Short problem 1:
Could you quote the passage on Charles Dodgson below word for word, in full?

Quoted passage:
>> Start

Charles Lutwidge Dodgson (1832-98) was a mathematics don at Oxford University who loved word play and puzzles as much as he did the study of Euclid. But then, Dodgson was a young man of many and diverse talents - and something of an enigma himself.

A skilful pioneer of photography, Dodgson was one of the first to create personal portraits - his work being much sought after by such fashionable luminaries as Alfred Lord Tennyson, Daniel Rossetti, John Millais, and Ellen Terry. 

But, despite having many adult friends with whom he often visited art galleries and the theatre, the unmarried clergyman also enjoyed the less complicated friendships that he had with younger children - if not so much the company of the boisterous male pupils found when Dodgson was once employed as a school teacher.

In 1856, Dodgson was to write in his diary: "School...again noisy and troublesome...I have not yet acquired the arts of keeping order."

One can imagine the nervous young man being mocked by all the thoughtless boys, especially as he was said to have a tendency to stammer his words.

At Oxford he sought a quieter life, mingling with the families of fellow clerics and dons while applying himself to research and study. He published many mathematical textbooks. He wrote plays and political essays discussing matters such as voting theories in The Principles of Parliamentary Representation.

>> End

Dataset excerpts:
>> Start

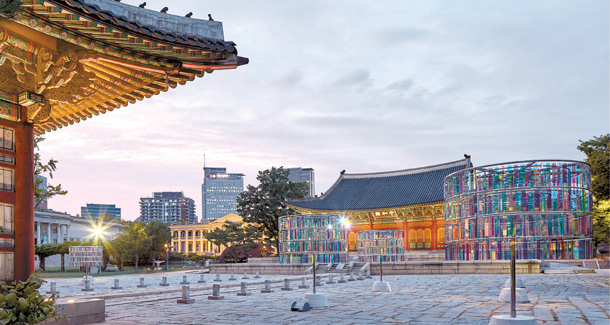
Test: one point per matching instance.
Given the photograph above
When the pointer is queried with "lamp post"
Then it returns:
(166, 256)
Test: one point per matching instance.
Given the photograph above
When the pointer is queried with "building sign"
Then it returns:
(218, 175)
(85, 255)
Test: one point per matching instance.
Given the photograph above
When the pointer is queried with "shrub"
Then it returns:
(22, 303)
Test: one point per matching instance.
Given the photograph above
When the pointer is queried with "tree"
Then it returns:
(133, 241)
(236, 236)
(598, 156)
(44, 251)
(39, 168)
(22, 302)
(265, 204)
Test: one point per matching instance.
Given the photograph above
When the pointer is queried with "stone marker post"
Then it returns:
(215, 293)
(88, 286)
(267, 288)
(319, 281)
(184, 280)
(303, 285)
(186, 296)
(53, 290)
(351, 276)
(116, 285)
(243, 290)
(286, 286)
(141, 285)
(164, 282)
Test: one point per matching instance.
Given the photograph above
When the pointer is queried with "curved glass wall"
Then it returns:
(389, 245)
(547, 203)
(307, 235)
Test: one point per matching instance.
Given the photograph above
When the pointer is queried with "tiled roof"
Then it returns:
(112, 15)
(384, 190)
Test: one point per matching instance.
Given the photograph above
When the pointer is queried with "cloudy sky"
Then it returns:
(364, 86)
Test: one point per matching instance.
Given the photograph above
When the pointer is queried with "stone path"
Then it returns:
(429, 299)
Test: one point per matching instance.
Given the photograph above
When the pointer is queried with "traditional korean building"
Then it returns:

>> End

Short problem 2:
Can you print the listing that follows the passage on Charles Dodgson exactly as it appears, every line of it, leaving out any picture?

Complete response 1:
Charles Lutwidge Dodgson (1832-98) was a mathematics don at Oxford University who loved word play and puzzles as much as he did the study of Euclid. But then, Dodgson was a young man of many and diverse talents - and something of an enigma himself.

A skilful pioneer of photography, Dodgson was one of the first to create personal portraits - his work being much sought after by such fashionable luminaries as Alfred Lord Tennyson, Daniel Rossetti, John Millais, and Ellen Terry. 

But, despite having many adult friends with whom he often visited art galleries and the theatre, the unmarried clergyman also enjoyed the less complicated friendships that he had with younger children - if not so much the company of the boisterous male pupils found when Dodgson was once employed as a school teacher.

In 1856, Dodgson was to write in his diary: "School...again noisy and troublesome...I have not yet acquired the arts of keeping order."

One can imagine the nervous young man being mocked by all the thoughtless boys, especially as he was said to have a tendency to stammer his words.

At Oxford he sought a quieter life, mingling with the families of fellow clerics and dons while applying himself to research and study. He published many mathematical textbooks. He wrote plays and political essays discussing matters such as voting theories in The Principles of Parliamentary Representation.

Complete response 2:
Test: one point per matching instance.
Given the photograph above
When the pointer is queried with "lamp post"
Then it returns:
(166, 256)
Test: one point per matching instance.
Given the photograph above
When the pointer is queried with "building sign"
Then it returns:
(218, 175)
(85, 255)
Test: one point per matching instance.
Given the photograph above
When the pointer is queried with "shrub"
Then it returns:
(22, 303)
Test: one point per matching instance.
Given the photograph above
When the pointer is queried with "tree"
Then it returns:
(133, 241)
(236, 236)
(598, 156)
(44, 251)
(39, 168)
(22, 302)
(265, 204)
Test: one point per matching instance.
Given the photograph above
When the pointer is queried with "stone marker post"
Then it returns:
(215, 293)
(88, 286)
(267, 288)
(319, 281)
(184, 280)
(303, 285)
(186, 296)
(53, 290)
(351, 276)
(116, 285)
(243, 290)
(286, 286)
(141, 285)
(164, 282)
Test: one point per matching instance.
Given the photograph above
When the pointer is queried with "curved glass wall"
Then it returns:
(389, 245)
(547, 203)
(307, 235)
Test: one point per matching instance.
Given the photograph above
When the pointer is queried with "tiled roof"
Then it returns:
(112, 15)
(384, 190)
Test: one point per matching instance.
Given the photograph above
When the pointer is queried with "cloudy sky"
Then it returns:
(364, 86)
Test: one point per matching instance.
Given the photograph above
When the pointer is queried with "stone path"
Then it returns:
(429, 299)
Test: one point per matching instance.
Given the photograph above
When the pointer is queried with "traditional korean building"
Then it returns:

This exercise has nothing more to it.